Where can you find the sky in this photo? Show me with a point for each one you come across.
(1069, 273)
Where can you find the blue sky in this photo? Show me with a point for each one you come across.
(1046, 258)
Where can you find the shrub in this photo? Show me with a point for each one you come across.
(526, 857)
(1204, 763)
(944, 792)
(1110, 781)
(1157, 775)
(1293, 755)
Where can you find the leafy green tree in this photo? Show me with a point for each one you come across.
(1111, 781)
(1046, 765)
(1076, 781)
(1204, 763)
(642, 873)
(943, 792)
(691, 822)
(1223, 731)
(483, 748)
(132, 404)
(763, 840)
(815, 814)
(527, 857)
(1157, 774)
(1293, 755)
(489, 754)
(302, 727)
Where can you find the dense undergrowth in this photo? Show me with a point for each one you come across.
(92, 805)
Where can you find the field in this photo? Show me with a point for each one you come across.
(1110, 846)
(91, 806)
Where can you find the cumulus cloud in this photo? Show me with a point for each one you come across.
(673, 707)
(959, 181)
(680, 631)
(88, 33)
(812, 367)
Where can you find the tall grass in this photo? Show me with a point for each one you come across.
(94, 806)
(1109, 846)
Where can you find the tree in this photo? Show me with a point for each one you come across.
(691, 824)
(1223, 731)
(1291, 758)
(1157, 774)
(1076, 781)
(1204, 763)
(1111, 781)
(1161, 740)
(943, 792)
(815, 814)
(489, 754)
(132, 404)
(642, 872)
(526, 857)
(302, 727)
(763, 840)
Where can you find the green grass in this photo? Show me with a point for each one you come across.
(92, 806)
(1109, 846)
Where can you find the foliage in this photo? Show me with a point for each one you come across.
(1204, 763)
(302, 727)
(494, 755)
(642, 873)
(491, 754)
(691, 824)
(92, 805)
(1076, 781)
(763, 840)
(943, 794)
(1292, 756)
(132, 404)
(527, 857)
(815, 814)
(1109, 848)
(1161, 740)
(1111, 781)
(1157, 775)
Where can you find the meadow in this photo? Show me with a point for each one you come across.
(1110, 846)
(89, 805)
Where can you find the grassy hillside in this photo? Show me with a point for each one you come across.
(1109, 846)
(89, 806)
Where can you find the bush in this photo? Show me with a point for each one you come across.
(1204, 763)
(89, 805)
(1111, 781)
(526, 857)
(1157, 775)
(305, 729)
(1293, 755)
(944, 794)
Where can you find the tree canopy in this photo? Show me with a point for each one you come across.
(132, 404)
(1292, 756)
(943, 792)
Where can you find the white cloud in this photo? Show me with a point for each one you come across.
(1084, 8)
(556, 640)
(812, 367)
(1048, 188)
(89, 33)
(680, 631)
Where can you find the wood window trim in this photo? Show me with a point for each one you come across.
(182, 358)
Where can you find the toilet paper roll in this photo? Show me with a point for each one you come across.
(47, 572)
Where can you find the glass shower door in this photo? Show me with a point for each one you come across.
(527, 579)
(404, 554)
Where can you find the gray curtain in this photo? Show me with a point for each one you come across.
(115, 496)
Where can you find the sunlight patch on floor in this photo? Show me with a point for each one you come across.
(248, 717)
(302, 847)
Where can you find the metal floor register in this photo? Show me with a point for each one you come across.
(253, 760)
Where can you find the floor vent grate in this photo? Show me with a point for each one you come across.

# # # # # # #

**YOUR OBJECTIVE**
All the material above is to be retyped exactly as it appears.

**TASK RESULT**
Where can you find the sky in this photo? Show me with a point for each one you come across.
(1069, 273)
Where can you find the blue sky in this photo? Show me with a point for each one you come across.
(1046, 258)
Where can you find the shrub in this photo? Show me with a point for each one you come across.
(526, 857)
(1204, 763)
(944, 792)
(1110, 781)
(1157, 775)
(1293, 755)
Where can you find the leafy green tree in this photo? Show me with a point for each one you come across.
(1111, 781)
(1046, 765)
(1076, 781)
(1204, 763)
(642, 873)
(943, 792)
(691, 822)
(1223, 731)
(483, 748)
(132, 404)
(763, 840)
(815, 814)
(527, 857)
(1157, 774)
(1293, 755)
(489, 754)
(302, 727)
Where can you find the dense undergrowth in this photo? Show me with a point for each one you come across.
(92, 805)
Where can you find the field in this photo? Show me with a point for each one you come across.
(1110, 846)
(91, 806)
Where can you find the cumulus cloud in this photo? Show me with a point for each one you come across.
(673, 707)
(959, 181)
(680, 631)
(88, 33)
(812, 367)
Where can you find the tall grass in this photo? Show me with a point for each one you come across.
(94, 806)
(1109, 846)
Where can you find the tree in this photo? Show me with a point for each one you come across.
(691, 824)
(1223, 731)
(1291, 758)
(1157, 774)
(1076, 781)
(1204, 763)
(1111, 781)
(1161, 740)
(943, 792)
(815, 814)
(489, 754)
(132, 404)
(642, 872)
(526, 857)
(302, 727)
(763, 840)
Where can you find the green grass in this photo? Show me with a point for each one you come across.
(92, 806)
(1109, 846)
Where can you find the foliage in this photo? Show me with a point for each one you come across.
(1204, 763)
(302, 727)
(494, 755)
(642, 873)
(491, 754)
(691, 824)
(92, 805)
(1076, 781)
(763, 840)
(943, 794)
(1292, 756)
(132, 404)
(527, 857)
(815, 814)
(1109, 848)
(1161, 740)
(1111, 781)
(1157, 775)
Where can you find the meadow in this photo? Show me with a point for each one you come across.
(1110, 846)
(89, 805)
Where can you find the grassy hillside in this photo? Show me with a point for each one you come across.
(1109, 846)
(89, 806)
Where can you find the bush in this photo? Show me with a point for each one you come across.
(1204, 763)
(89, 805)
(1111, 781)
(526, 857)
(1157, 775)
(305, 729)
(1293, 755)
(944, 794)
Where can you find the tree canopy in this photo? Show me with a point for each one you come across.
(132, 404)
(1292, 756)
(943, 792)
Where can you find the white cloud in this photo? Show me with a point for each one you come across.
(1084, 8)
(556, 640)
(812, 367)
(1048, 188)
(89, 33)
(680, 631)
Where can you find the wood window trim in this photo? Show me with a point for each one you come across.
(182, 358)
Where can you find the toilet paper roll in this photo? Show me with a point for each one you come across.
(47, 572)
Where can you find the glass shower door in this photo? Show me with a point for each one you come across.
(527, 579)
(404, 554)
Where can you find the gray curtain in this photo? Show me with a point for each one you come across.
(115, 496)
Where can you find the sunlight patch on floor in this photo? Show me with a point for each one you come across.
(248, 717)
(302, 847)
Where can you find the metal floor register in this photo? Show me with a point for each one you come across.
(253, 760)
Where can you find the floor vent grate in this photo? Show me with a point for each one you come across.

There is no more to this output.